Listing:
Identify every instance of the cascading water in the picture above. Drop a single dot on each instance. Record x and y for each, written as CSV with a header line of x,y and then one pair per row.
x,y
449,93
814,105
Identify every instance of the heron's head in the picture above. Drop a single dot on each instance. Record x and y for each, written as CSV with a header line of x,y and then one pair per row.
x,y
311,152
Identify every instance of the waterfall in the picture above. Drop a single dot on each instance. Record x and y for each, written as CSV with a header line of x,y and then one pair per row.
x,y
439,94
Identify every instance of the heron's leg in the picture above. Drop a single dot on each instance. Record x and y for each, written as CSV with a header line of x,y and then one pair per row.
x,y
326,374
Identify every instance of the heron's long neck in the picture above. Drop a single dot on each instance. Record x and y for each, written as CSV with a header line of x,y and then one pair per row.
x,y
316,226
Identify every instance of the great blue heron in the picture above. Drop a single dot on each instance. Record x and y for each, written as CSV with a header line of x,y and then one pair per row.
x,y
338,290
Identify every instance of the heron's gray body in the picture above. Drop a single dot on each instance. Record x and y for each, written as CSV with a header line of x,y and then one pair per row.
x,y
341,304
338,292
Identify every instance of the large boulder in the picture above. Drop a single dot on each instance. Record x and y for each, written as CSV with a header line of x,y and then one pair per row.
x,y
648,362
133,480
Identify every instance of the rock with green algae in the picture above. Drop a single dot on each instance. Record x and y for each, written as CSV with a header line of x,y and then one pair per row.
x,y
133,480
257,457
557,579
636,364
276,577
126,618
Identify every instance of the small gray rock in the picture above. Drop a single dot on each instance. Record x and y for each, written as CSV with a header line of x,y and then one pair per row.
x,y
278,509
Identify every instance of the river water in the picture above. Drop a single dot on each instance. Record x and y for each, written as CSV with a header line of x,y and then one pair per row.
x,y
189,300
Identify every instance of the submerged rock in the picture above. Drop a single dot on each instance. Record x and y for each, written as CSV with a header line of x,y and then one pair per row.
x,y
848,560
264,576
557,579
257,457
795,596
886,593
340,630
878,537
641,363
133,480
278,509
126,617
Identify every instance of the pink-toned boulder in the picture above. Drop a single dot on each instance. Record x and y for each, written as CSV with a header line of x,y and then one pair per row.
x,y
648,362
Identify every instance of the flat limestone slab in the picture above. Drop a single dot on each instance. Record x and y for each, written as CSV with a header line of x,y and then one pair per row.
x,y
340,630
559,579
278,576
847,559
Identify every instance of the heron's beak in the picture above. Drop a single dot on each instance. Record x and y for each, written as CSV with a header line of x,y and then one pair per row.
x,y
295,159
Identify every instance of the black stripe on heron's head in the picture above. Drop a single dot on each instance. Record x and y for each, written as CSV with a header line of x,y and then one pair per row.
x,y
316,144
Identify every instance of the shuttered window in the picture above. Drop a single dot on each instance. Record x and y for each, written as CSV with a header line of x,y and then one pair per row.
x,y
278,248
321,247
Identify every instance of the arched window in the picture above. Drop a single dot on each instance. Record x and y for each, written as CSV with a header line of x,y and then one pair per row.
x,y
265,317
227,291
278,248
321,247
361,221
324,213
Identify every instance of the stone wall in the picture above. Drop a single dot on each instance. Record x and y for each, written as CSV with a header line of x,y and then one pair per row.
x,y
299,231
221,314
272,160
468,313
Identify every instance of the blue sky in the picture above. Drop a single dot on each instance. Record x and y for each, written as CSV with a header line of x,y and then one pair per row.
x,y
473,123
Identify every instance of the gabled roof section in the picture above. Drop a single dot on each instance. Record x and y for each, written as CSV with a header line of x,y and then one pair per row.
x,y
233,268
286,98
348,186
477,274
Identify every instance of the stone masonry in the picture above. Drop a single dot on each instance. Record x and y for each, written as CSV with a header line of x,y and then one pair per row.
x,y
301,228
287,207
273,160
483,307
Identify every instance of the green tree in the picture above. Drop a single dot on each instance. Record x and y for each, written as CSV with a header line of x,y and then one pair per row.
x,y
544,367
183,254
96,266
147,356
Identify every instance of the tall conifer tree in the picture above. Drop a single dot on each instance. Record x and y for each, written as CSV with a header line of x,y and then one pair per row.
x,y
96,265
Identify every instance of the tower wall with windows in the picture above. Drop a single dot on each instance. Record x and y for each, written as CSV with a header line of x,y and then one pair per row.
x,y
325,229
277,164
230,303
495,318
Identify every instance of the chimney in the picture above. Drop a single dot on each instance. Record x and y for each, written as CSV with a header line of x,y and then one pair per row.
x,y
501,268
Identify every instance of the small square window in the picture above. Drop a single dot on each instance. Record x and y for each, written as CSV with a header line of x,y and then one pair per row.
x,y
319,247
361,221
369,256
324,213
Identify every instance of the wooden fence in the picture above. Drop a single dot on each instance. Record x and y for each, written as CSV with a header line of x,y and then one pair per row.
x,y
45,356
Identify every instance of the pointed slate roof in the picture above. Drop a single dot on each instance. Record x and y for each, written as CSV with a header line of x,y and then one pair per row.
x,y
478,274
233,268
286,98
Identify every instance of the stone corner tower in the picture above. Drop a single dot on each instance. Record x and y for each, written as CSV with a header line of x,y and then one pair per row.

Exercise requirements: Repeat all the entries exactly as given.

Task output:
Identify every instance of the cascading water in the picture above. Drop a single dot on each instance. Record x and y for each, written as CSV with a header line of x,y and then one pair per row.
x,y
449,93
814,105
Identify every instance of the heron's head in the picture above. Drop a single dot on each instance. Record x and y for each, written as CSV with a header line of x,y and then one pair per row.
x,y
311,152
Identify every instance of the waterfall in the picture above. Drop a single dot on each instance. Record x and y for each, written as CSV with a header line of x,y and then one pair per row.
x,y
439,94
Identify every instance of the heron's leg in the picture above. Drop a single dot on each instance. Record x and y for each, written as CSV with a header line of x,y and then one pair per row.
x,y
326,374
Identify every instance of the heron's long neck in the picture above. Drop a single dot on each instance. Record x and y for each, written as CSV with a header line of x,y and then one pair per row.
x,y
316,226
Identify every instance of the great blue heron in the picture above. Drop a single dot on each instance. Record x and y for each, written as CSV with a header line of x,y and then one pair per row.
x,y
338,290
Identify every instance of the heron's gray body in the picture above. Drop a single dot on each instance. Record x and y for each, written as CSV with a header line of x,y and then one pair per row.
x,y
341,304
338,292
Identify every instance of the large boulder in the picture above. Drop a single dot on each instance. Record x and y for each, written as CSV with a header line of x,y and then one pair per row.
x,y
648,362
133,480
Identify every instance of the rock with green algae in the picture above. Drop a single dot on each instance. Record x and y for each, written as CSV with a header line of x,y and then one pair per row.
x,y
133,480
257,457
557,579
636,364
276,577
126,618
Identify every instance of the small gray rock in the picture above. Drop a single dot on each instance. Record x and y for each, written as CSV with a header line of x,y and then one pair per row.
x,y
278,509
Identify every instance of the river water in the picture above. Drop a single dot on each instance. Record x and y for each, written as CSV with a header line of x,y and then one pair per row.
x,y
189,300
Identify every instance of the submerged rock in the picture above. Drop a single dot on each instance. Record x and y for each, written as CSV with a header line of x,y and then one pair per row.
x,y
848,560
264,576
557,579
257,457
795,596
886,593
340,630
878,537
641,363
133,480
278,509
126,617
Identify every instance of the pink-toned boulder in the picture above. Drop a single dot on each instance. Record x and y for each, written as CSV with a header line of x,y and then one pair per row.
x,y
648,362
Identify every instance of the flat limestone slab in the picture above. Drop a single dot on each instance. Record x and y for each, written as CSV with a header line of x,y and then one pair per row.
x,y
340,630
559,579
278,576
847,559
Identify every instance of the heron's beak in the picture above. Drop a single dot on each instance. Record x and y for each, written as CSV with a header line of x,y and then one pair per row.
x,y
295,159
Identify every instance of the black stripe on heron's head in the picture above. Drop a single dot on each instance. Record x and y for each, written as CSV with a header line of x,y and then one pair per row.
x,y
316,144
Identify every instance of the shuttered window in the picture above. Drop a single dot on each instance. Record x and y for each, written as CSV with a header line of x,y and then one pair per row.
x,y
278,248
321,247
Identify every instance of the arched window in the picture above. Drop a single dot on each instance. Record x and y for each, written as CSV with a header line of x,y and then one pair per row.
x,y
265,317
227,291
278,248
321,247
361,221
324,213
Identify every instance of the stone wall in the picture above. Drop a single dot on each instance. Record x and y for each, written as CSV with a header line of x,y and then one pair per row.
x,y
299,231
221,314
272,160
468,313
Identify every instance of the blue sky in the picture above. Drop a single dot on each instance. Record x and y for each, written as CSV with a header line of x,y and then one pair per row.
x,y
473,123
Identify every instance of the gabled roof section in the picture above. Drop a single dot on each instance. Record x and y for each, written as CSV with a header line of x,y and then one pair per row.
x,y
233,268
286,98
348,186
477,274
Identify every instance of the stone masonry in the picture above. Drop a single dot on each instance. Record x and y for each, written as CSV with a header line of x,y and then one pair per row.
x,y
301,228
287,207
273,160
483,307
Identify every instance of the green tree in the picture above. Drop a single dot on each instance. Record x and y for each, written as CSV with a header line of x,y and then one pair per row.
x,y
544,367
183,254
96,266
147,356
Identify every instance of the tall conifer tree in the picture above. Drop a single dot on each instance. Record x and y for each, written as CSV with a header line of x,y and then one pair per row.
x,y
96,265
Identify every instance of the tower wall with windows in the picture above. Drop a single dot on each instance. Record x and y for each, written as CSV with a header line of x,y and then one pair per row.
x,y
325,229
277,164
230,303
495,318
Identify every instance of the chimney in the picture above. Drop a single dot on each instance. Record x and y for each, written as CSV with a header line of x,y and then one pair per row.
x,y
501,268
Identify every instance of the small square window in the picture above. Drop a single dot on each instance. Record x and y for each, written as CSV with a header line of x,y and then one pair per row.
x,y
319,247
361,221
369,256
324,213
Identify every instance of the wooden fence in the picture above. Drop a single dot on each instance. Record x and y for each, written as CSV with a header line of x,y and then one pair per row.
x,y
45,356
Identify every instance of the pointed slate roof in the picture above. Drop a single dot on each instance. Record x and y for each, written as CSV with a header line of x,y and then one pair per row.
x,y
478,274
233,268
286,98
Identify every instance of the stone corner tower in the picture above. Drop a single dot on each instance. Record x and y for each, written as CSV with a header line of x,y and then one pair per row.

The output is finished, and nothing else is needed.